• _Task description_
Please update the entries from the first line through the line containing "column 458, row 86", inclusive, changing "clear blue sky" to "cloudless sky" and leaving everything else unchanged. Return only those lines.

• _Records for the task_
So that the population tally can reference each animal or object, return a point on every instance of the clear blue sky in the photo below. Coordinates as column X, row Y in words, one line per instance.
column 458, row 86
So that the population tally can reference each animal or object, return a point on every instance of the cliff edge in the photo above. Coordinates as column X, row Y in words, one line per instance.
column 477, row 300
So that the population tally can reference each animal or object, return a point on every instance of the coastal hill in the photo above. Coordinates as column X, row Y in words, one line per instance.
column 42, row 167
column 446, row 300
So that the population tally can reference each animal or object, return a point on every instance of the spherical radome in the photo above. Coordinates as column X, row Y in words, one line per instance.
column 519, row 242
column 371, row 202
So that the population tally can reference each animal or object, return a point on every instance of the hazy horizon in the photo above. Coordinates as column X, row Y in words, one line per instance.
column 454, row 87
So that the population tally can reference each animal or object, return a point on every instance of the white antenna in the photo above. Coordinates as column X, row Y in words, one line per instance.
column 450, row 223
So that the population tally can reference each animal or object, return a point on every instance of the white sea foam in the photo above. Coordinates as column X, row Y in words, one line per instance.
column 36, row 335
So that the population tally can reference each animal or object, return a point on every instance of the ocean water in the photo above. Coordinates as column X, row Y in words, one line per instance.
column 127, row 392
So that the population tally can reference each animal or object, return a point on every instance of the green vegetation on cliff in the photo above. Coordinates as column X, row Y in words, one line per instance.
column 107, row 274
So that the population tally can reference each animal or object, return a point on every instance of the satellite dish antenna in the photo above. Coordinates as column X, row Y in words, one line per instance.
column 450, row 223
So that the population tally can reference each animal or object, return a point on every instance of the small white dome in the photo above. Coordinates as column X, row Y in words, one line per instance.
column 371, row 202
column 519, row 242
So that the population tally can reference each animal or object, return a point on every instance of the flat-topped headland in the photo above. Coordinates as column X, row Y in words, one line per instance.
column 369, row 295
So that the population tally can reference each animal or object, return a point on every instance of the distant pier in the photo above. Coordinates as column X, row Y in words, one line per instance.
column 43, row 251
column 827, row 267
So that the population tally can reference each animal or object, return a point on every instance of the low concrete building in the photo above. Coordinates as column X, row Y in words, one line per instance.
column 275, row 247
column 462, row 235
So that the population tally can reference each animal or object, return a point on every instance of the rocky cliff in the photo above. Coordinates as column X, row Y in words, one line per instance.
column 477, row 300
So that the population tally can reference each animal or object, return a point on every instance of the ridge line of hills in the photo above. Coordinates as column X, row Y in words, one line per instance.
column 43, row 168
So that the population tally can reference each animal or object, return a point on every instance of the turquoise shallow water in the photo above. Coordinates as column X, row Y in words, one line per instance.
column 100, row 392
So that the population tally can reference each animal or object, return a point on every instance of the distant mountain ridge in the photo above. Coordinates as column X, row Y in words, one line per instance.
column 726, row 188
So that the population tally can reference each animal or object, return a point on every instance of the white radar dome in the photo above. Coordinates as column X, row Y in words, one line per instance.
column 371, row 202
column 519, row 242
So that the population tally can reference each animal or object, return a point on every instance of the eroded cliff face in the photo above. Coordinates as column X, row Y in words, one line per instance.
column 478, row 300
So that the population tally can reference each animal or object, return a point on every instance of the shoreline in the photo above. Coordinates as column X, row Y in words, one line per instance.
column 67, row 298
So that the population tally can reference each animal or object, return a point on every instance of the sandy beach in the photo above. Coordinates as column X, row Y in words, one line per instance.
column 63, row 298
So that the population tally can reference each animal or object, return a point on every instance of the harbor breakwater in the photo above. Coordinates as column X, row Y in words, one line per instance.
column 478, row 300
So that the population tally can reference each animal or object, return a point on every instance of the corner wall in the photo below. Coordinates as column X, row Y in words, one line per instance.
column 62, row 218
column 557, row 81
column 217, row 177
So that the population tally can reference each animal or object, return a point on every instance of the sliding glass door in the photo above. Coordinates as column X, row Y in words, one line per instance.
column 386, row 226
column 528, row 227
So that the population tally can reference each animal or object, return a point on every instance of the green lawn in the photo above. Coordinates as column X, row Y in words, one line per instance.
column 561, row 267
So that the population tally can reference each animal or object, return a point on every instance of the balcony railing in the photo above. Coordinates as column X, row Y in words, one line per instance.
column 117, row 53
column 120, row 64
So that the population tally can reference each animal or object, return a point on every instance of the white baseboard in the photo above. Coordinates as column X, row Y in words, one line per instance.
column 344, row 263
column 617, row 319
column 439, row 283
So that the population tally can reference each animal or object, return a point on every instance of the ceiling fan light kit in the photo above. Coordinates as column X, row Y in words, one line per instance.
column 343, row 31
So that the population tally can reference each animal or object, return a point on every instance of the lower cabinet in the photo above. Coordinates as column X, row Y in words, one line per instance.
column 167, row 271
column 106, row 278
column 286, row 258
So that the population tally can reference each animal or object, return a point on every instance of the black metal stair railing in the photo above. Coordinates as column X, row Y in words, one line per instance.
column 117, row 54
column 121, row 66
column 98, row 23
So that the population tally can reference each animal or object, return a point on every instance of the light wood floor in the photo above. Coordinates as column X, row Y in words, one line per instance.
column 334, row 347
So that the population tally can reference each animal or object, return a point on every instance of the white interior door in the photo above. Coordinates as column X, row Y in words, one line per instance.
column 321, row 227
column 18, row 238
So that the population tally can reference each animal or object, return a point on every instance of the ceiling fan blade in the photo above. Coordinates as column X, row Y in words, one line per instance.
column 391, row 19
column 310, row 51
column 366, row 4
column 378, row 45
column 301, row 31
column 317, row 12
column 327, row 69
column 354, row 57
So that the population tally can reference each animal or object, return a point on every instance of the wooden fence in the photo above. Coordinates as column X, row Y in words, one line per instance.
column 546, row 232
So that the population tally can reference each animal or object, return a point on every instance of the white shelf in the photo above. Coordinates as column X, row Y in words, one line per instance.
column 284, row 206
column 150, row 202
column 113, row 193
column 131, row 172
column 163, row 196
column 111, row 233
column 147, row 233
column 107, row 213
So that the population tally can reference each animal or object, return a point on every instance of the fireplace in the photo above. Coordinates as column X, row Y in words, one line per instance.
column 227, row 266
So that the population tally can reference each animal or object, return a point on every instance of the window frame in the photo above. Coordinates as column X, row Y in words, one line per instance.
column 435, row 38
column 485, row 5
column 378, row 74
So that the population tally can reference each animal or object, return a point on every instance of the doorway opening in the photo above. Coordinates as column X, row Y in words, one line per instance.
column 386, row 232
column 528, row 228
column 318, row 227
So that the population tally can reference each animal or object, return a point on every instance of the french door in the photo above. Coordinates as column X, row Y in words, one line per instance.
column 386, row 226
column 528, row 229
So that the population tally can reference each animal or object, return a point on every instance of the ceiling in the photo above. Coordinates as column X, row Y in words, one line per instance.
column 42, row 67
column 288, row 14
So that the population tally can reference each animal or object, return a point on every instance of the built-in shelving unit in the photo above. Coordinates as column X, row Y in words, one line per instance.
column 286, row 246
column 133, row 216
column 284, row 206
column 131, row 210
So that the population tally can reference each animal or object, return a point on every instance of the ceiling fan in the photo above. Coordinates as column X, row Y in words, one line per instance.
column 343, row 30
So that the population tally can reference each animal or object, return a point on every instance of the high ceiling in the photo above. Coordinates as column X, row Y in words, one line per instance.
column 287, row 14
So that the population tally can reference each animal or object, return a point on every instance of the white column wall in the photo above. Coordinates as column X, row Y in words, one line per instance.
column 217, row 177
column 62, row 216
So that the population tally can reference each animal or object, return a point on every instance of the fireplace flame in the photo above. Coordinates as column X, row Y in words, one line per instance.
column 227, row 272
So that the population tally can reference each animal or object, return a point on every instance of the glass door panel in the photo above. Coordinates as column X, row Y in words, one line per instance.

• _Solution to this task_
So that the population tally can reference each animal or object, return a point on every instance of the cloudless sky in the photo below. Coordinates as column X, row Y in words, one line per instance.
column 458, row 86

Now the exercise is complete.